▶ SUPPLIED DATA

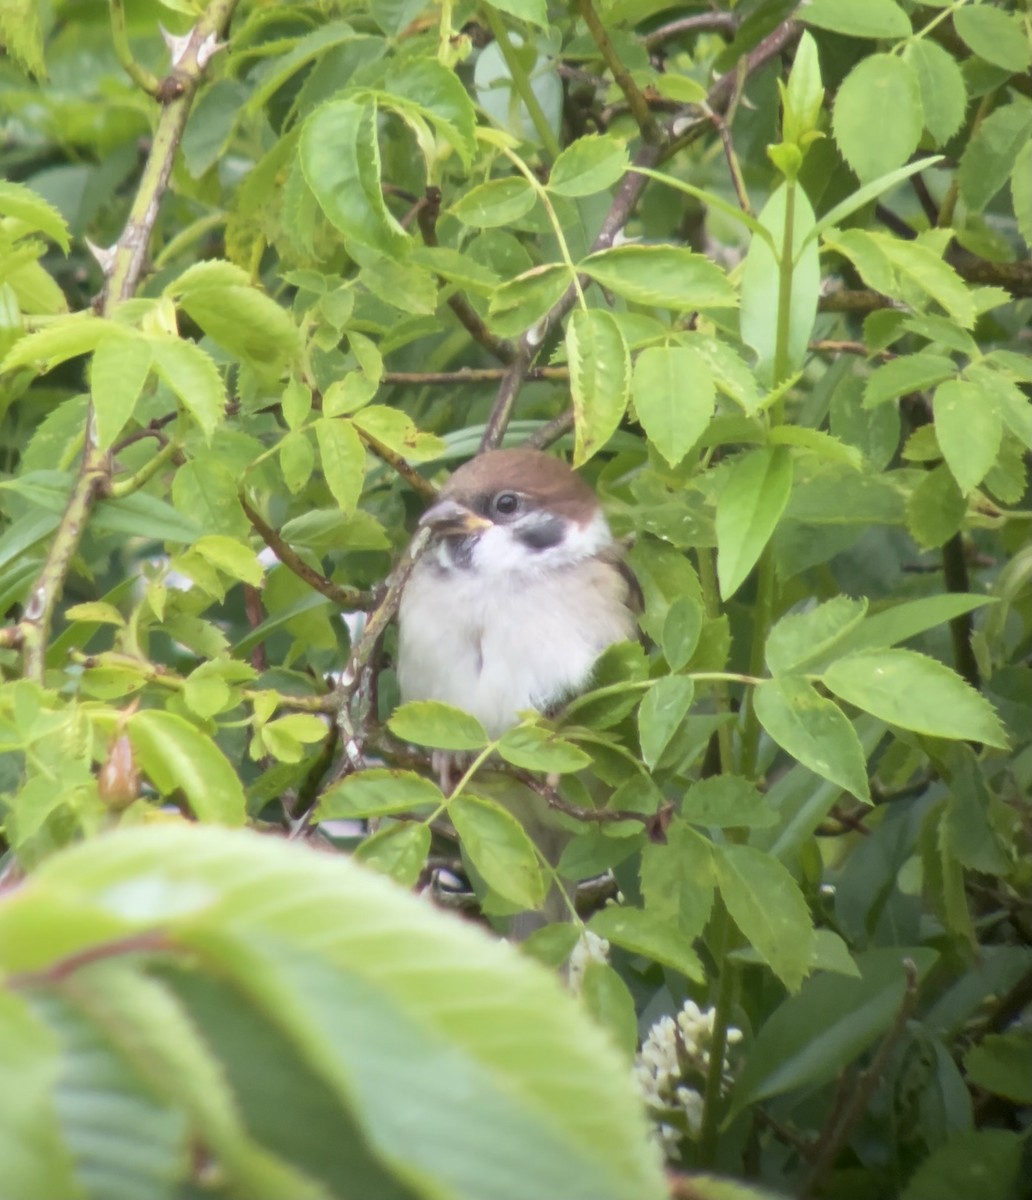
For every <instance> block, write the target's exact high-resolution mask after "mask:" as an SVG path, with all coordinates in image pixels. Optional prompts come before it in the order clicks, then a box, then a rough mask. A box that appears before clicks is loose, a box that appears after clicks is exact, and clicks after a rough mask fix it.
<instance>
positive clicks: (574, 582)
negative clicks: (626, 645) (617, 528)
mask: <svg viewBox="0 0 1032 1200" xmlns="http://www.w3.org/2000/svg"><path fill="white" fill-rule="evenodd" d="M420 526H421V527H425V528H428V529H430V530H431V536H430V540H428V544H427V547H426V551H425V552H424V554H422V556H421V557H420V558H419V559H418V562H416V564H415V568H414V569H413V572H412V575H410V576H409V578H408V582H407V583H406V586H404V589H403V592H402V595H401V601H400V610H398V656H397V676H398V686H400V691H401V698H402V701H412V700H436V701H443V702H444V703H448V704H452V706H455V707H457V708H462V709H464V710H466V712H468V713H472V714H473V715H474V716H476V718H478V719H479V720H480V722H481V724H482V725H484V727H485V730H486V731H487V733H488V736H490V737H492V738H497V737H499V736H500V734H503V733H504V732H505V731H506V730H508V728H510V727H511V726H514V725H516V724H517V722H518V720H520V714H521V713H522V712H526V710H536V712H539V713H544V714H550V713H552V712H554V710H556V708H557V707H558V706H559V704H562V702H563V701H565V700H568V698H569V697H571V696H574V695H576V694H577V692H580V691H582V690H583V689H584V688H586V686H587V684H588V683H589V680H590V677H592V672H593V668H594V666H595V662H596V661H598V658H599V655H600V654H601V653H602V650H605V649H606V648H607V647H608V646H612V644H613V643H616V642H622V641H626V640H631V638H634V637H635V636H636V630H637V617H636V611H635V610H636V595H637V584H636V582H635V580H634V575H632V574H631V572H630V569H629V568H628V565H626V563H625V562H624V553H623V546H622V545H620V542H618V541H617V540H616V539H614V538H613V535H612V533H611V530H610V526H608V523H607V521H606V517H605V514H604V512H602V509H601V505H600V504H599V500H598V498H596V496H595V493H594V491H593V490H592V487H590V485H589V484H587V482H586V481H584V480H583V479H582V478H581V476H580V475H577V474H576V472H574V470H572V469H571V468H570V467H569V466H568V464H566V463H565V462H563V461H562V460H559V458H557V457H553V456H552V455H548V454H546V452H544V451H541V450H490V451H487V452H485V454H481V455H479V456H478V457H475V458H473V460H470V461H469V462H467V463H466V464H463V466H462V467H460V468H458V469H457V470H456V472H455V473H454V474H452V475H451V478H450V479H449V481H448V482H446V484H445V486H444V487H443V488H442V491H440V492H439V493H438V498H437V500H436V502H434V503H433V504H432V506H431V508H430V509H427V511H426V512H424V515H422V517H421V520H420Z"/></svg>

▶ INSTRUCTIONS FOR THE TASK
Reproduce exactly the lines of the entries above from the first through the line with "positive clicks: (574, 582)", both included; pictures should not be reproduced.

▶ ANSWER TO THIS TASK
For every <instance> block, write the target's exact high-resolution mask after "mask:" as an SVG path, with all coordinates in image pixels. Optional prompts come before it in the order clicks, then a box, then a rough mask. A box that appears before clicks is loose, a box that appears after clicks is exact, and clicks after a rough mask fix it.
<instance>
positive clicks: (574, 582)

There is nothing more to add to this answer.